● Text shown:

▬▬▬▬▬▬▬▬▬▬

Every character is working their fucking ass off! These people are hustling and scrambling. Kermit Ruffins makes it look easy enough, and you can tell that it comes more natural to some of them (Toni, Janette) than others (Antoine, Davis)  but they are all having to bust ass just to get the simplest things taken care of. Everything is harder, more expensive, farther away, and takes longer to do than it ever did before.

Alli:

New Orleans is a place where people “fucking live.”  So are Chicago and Wichita and Dallas and Sacramento, but those are places where home cooks don’t season their food properly, where you can live your whole life and never hear music played outside, where people clap on 1 and 3, and that matters. Appreciating what is here and only here is not an infallible tenet of hipsterism: it’s being alive and awake.  Ray says he’s in exile. How many people are trying to crawl back to New Orleans any way they can? How many people don’t yet know they belong here?  How many people will watch the show and realize that they’ve been asleep their whole life?

I have friends who come to visit me who cannot believe I can live here. Right now, outside my window, a siren’s wailing and my crackhead neighbors’ two chihuahua-pom-shit-zu-things are yapping at something only they can see and I can hear the echo of my upstair’s neighbor’s TV. Mercifully, she and I like the same music and she rarely brings home crowds of partiers because I can hear a lot of what goes on upstairs. The bedrooms are tiny. The plaster in the living room is coming off the ceiling and the back door never has shut right and the closets are weird because, I dunno, people in the 1920s didn’t need closets? Why do all closets in all old places suck?

The kitchen is too small and the bathroom is WAY too small and there is nowhere to park. Bikes crowd the streets anyway, it’s safer to ride except it snows all the fucking time, like 8 months out of the year. It’s insane. For what we paid for this shithole we could have gotten half an acre, a lawn, a garage, somewhere tolerably warm.

▬▬▬▬▬▬▬▬▬▬

Annotated coordinate records:
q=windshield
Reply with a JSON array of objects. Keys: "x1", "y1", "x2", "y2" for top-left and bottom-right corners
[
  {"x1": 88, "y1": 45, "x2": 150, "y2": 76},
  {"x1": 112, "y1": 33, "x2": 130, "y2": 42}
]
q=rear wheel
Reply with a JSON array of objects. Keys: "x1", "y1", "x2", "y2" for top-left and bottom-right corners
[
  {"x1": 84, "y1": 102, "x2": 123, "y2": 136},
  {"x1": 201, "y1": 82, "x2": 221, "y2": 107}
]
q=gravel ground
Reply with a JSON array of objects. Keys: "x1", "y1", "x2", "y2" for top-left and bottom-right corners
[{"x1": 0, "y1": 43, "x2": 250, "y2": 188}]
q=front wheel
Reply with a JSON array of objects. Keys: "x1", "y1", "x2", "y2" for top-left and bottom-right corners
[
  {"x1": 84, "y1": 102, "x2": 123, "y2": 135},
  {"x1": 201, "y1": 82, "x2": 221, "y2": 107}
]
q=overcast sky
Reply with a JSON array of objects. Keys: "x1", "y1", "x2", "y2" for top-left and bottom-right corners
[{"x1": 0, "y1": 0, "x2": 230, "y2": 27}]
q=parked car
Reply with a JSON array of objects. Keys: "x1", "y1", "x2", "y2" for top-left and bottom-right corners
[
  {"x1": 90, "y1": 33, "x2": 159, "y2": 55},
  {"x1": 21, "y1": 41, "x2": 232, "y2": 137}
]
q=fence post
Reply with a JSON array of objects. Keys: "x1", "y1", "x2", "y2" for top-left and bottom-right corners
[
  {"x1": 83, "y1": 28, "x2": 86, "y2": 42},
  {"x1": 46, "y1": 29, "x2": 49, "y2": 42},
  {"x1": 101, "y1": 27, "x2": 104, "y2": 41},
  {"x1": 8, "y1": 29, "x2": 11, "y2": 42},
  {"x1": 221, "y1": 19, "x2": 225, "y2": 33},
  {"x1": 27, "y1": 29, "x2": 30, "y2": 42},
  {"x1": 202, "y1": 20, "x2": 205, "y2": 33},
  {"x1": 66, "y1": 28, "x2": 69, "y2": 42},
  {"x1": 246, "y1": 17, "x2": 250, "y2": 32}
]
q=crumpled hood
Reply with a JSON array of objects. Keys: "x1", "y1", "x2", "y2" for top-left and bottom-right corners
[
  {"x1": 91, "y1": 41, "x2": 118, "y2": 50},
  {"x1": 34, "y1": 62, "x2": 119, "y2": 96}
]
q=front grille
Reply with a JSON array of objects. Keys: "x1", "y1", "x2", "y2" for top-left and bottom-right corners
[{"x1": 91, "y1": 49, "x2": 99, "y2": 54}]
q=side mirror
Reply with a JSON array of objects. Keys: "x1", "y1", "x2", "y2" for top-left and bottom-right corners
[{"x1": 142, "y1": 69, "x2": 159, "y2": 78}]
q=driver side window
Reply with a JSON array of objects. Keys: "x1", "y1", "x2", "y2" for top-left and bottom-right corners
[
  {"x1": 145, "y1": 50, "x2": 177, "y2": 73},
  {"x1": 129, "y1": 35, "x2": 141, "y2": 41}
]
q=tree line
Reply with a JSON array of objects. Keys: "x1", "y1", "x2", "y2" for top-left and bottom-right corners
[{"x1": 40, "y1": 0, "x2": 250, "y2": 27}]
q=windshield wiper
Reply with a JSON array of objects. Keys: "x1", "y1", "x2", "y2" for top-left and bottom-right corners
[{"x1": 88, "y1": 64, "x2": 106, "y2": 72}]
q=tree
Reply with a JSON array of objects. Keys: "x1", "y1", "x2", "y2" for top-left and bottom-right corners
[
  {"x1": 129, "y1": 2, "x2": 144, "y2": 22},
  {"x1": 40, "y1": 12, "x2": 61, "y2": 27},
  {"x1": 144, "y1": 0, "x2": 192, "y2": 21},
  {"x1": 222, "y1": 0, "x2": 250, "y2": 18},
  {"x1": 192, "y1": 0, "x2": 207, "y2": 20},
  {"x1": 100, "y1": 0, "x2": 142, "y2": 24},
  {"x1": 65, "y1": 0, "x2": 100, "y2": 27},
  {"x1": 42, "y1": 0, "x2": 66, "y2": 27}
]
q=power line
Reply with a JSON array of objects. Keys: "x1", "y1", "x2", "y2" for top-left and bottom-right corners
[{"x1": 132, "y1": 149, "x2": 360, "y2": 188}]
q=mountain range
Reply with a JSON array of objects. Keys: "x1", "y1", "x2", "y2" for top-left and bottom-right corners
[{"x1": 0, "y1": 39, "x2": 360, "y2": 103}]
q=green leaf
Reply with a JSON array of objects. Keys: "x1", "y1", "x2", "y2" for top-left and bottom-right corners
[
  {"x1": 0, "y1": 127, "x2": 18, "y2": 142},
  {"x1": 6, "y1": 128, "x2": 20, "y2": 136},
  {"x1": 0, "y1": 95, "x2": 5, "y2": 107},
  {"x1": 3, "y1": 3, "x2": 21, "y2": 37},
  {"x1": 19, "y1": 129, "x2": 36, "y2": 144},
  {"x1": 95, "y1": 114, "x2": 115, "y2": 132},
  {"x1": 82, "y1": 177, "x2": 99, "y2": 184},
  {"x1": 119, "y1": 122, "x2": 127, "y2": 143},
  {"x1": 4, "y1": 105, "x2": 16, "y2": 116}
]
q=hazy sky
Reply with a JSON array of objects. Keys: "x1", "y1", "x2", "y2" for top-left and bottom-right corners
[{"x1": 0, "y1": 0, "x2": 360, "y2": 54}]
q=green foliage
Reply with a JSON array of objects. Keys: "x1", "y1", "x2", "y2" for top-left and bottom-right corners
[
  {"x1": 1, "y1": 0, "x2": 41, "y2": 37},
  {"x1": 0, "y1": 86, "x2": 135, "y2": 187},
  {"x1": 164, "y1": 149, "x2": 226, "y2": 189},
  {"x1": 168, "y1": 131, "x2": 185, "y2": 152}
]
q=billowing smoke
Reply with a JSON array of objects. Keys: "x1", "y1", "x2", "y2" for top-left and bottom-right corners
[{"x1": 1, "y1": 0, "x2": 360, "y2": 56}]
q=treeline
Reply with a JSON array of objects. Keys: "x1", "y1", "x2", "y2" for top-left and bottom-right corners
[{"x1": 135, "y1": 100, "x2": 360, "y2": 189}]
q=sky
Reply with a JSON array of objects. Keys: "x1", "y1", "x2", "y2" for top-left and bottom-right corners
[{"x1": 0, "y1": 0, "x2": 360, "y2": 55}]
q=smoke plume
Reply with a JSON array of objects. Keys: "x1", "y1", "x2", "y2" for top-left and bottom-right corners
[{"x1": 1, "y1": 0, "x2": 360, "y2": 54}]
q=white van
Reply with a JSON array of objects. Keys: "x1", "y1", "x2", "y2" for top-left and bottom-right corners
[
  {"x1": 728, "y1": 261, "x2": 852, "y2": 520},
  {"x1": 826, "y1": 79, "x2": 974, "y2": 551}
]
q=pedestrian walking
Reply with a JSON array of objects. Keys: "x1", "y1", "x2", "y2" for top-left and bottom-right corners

▬▬▬▬▬▬▬▬▬▬

● Aim 1:
Answer these questions about the passage on living in New Orleans.
(a) To which two characters does the hustling come more naturally?
(b) What does Ray say about himself?
(c) What is coming off the ceiling in the living room?
● Aim 2: Repeat the passage on living in New Orleans word for word, beginning at the words "Every character is" and stopping after "ever did before.".
The lines play no part in this.

● Result 1:
(a) Toni and Janette
(b) He says he's in exile.
(c) The plaster

● Result 2:
Every character is working their fucking ass off! These people are hustling and scrambling. Kermit Ruffins makes it look easy enough, and you can tell that it comes more natural to some of them (Toni, Janette) than others (Antoine, Davis)  but they are all having to bust ass just to get the simplest things taken care of. Everything is harder, more expensive, farther away, and takes longer to do than it ever did before.